Observation data: J2000 epoch
- Right ascension: 06^{h} 18^{m} 34.0^{s}
- Declination: +23° 18′ 48″
- Apparent magnitude (V): 7.03
- Apparent dimensions (V): ~32 arcminutes dia.
- Constellation: Gemini
- Designations: IC 444, DG 100, LBN 840, Ced 74.

= IC 444 =

Nebula in the constellation Gemini

IC 444 is a deep-sky object in the constellation of Gemini. It is commonly identified with LBN 840, a small, 32 square arcminute reflection nebula close to the stars 10 Geminorum, 11 Geminorum and 12 Geminorum.

==Identification==
The identity of IC 444 is uncertain. J. L. E. Dreyer included it in the first part of his Index Catalogue, Index Catalogue of Nebulae Found in the Years 1888–1894 on the basis of photographic discoveries made by the German astronomer Max Wolf and the American astronomer E. E. Barnard. But the coordinates recorded by Dreyer are RA 06° 11' 55" NPD 66° 41' for the epoch 1860, which precess to the modern J2000 coordinates RA 06° 20' 43", Dec +23° 57', a region of the sky that is devoid of nebulosity.

Dreyer's laconic description of IC 444 reads: "Neb, *9.5 inv", meaning "a nebula of magnitude 9.5, with star involved".

Over the past century various nebulae in Gemini have been identified with IC 444:

- The German astronomer Wolfgang Steinicke identified IC 444 with the nebulosity surrounding the star Mu Geminorum. This lies over a degree to the south of Dreyer's position and includes the emission nebula Sharpless 2-249.

[Records excerpted from a collection]
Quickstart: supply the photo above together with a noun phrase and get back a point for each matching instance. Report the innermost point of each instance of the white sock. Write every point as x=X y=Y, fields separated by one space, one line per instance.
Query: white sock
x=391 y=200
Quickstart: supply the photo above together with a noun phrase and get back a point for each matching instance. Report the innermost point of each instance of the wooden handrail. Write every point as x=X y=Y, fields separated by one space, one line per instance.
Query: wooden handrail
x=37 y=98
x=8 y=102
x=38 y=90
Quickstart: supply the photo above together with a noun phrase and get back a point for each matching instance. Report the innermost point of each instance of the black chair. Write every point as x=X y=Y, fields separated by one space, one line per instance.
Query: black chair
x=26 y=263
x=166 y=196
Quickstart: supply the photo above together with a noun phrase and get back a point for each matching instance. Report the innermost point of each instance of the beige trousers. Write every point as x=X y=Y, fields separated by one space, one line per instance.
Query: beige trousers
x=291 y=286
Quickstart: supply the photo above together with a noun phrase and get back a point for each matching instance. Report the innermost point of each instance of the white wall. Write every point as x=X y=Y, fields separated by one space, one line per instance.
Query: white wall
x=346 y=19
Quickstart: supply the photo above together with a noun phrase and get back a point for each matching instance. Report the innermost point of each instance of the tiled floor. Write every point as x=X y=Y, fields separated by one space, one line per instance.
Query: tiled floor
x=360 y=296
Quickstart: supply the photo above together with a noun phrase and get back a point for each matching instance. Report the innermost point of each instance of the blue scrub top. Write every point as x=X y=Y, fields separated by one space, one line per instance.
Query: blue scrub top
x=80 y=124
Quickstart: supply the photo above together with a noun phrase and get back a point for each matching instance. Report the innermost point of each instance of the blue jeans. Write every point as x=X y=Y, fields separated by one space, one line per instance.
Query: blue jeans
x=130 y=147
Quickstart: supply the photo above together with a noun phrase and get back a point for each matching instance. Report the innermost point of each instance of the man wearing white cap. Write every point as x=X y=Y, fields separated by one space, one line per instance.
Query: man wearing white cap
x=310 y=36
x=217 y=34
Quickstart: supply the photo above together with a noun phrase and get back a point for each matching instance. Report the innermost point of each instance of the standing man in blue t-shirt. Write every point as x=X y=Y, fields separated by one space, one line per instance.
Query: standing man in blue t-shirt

* **Task requirements**:
A. Using the article on IC 444, decide whether each statement agrees with it: (i) Dreyer's coordinates, precessed to J2000, point to a region without nebulosity; (ii) LBN 840 is an emission nebula; (iii) the nebulosity Steinicke identified with IC 444 lies north of Dreyer's position. Answer yes or no for each, quoting the deciding words.
B. Carry on the article on IC 444 from the point where it stops.

* **Responses**:
A.
(i) Yes: "a region of the sky that is devoid of nebulosity"
(ii) No: "a small, 32 square arcminute reflection nebula"
(iii) No: "This lies over a degree to the south of Dreyer's position"

B.
- American astronomer Harold Glenn Corwin and NED place IC 444 at the coordinates RA 06° 21' 08" Dec +23° 06' 34.3". There is no specific nebula at this exact position, but Corwin chooses these coordinates because they represent the center of one of the extended areas of nebulosity that lie to the northeast of the better-known IC 443, the Jellyfish Nebula.
- Courtney Seligmann, a former Professor of Astronomy at Long Beach City College and currently a prominent online researcher, considers IC 444 a lost object.
- LBN 840. This remains the most popular identification of IC 444, and thanks to Adam Block's impressive photograph (see right), it will probably remain so for the foreseeable future. Courtney Seligmann, however, describes this as a "bad" identification, noting: "it is probably too small and faint for Wolf's 2 1/4 inch objective to have recorded, and in any event would never have been identified by him as a large, bright nebula."